**** Document excerpt ****
I've got a module that uses an @INC hook and tries to install missing modules as they are used. I don't want this behaviour to fire inside an eval. My attempt to do this currently is:

    if ( ( $caller[3] && $caller[3] =~ m{eval} )
    || ( $caller[1] && $caller[1] =~ m{eval} ) );

That's the result of me messing around with the call stack in some experiments, but it's not catching everything, like this code in HTTP::Tinyish:

sub configure_backend {
    my($self, $backend) = @_;
    unless (exists $configured{$backend}) {
        $configured{$backend} =
          eval { require_module($backend); $backend->configure };

sub require_module {
    local $_ = shift;
    require "$_.pm";

Maybe I just need to traverse every level of the call stack until I hit an eval or run out of levels. Is there a better or easier way for me to figure out whether or not code is being wrapped in an eval without traversing the call stack?
**** Supplied data ****
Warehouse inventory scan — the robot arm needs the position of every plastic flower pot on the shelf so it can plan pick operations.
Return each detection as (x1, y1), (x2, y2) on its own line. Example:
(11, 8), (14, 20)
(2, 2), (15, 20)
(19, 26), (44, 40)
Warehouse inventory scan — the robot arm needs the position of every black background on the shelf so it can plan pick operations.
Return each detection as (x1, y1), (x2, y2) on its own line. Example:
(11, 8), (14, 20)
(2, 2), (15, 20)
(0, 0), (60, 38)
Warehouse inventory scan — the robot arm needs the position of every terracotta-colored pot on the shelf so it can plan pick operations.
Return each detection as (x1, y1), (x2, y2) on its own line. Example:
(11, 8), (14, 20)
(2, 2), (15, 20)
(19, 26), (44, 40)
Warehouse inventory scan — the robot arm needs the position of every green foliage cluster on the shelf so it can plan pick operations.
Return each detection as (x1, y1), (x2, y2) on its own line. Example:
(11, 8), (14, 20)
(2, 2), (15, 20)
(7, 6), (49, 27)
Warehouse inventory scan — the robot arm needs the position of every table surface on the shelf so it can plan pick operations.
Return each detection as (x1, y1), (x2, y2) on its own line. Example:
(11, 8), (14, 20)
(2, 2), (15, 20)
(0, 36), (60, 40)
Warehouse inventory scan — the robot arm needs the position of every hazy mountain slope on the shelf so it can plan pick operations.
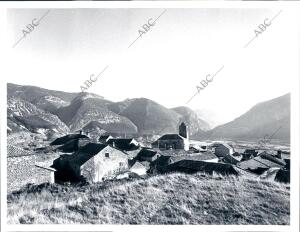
****
Can you copy the passage of the Perl eval question that opens with the words containing "That's the result" and closes with "the call stack?"? Rely only on the text about detecting an eval in Perl, not on the lines.

> _Right answer_
That's the result of me messing around with the call stack in some experiments, but it's not catching everything, like this code in HTTP::Tinyish:

sub configure_backend {
    my($self, $backend) = @_;
    unless (exists $configured{$backend}) {
        $configured{$backend} =
          eval { require_module($backend); $backend->configure };

sub require_module {
    local $_ = shift;
    require "$_.pm";

Maybe I just need to traverse every level of the call stack until I hit an eval or run out of levels. Is there a better or easier way for me to figure out whether or not code is being wrapped in an eval without traversing the call stack?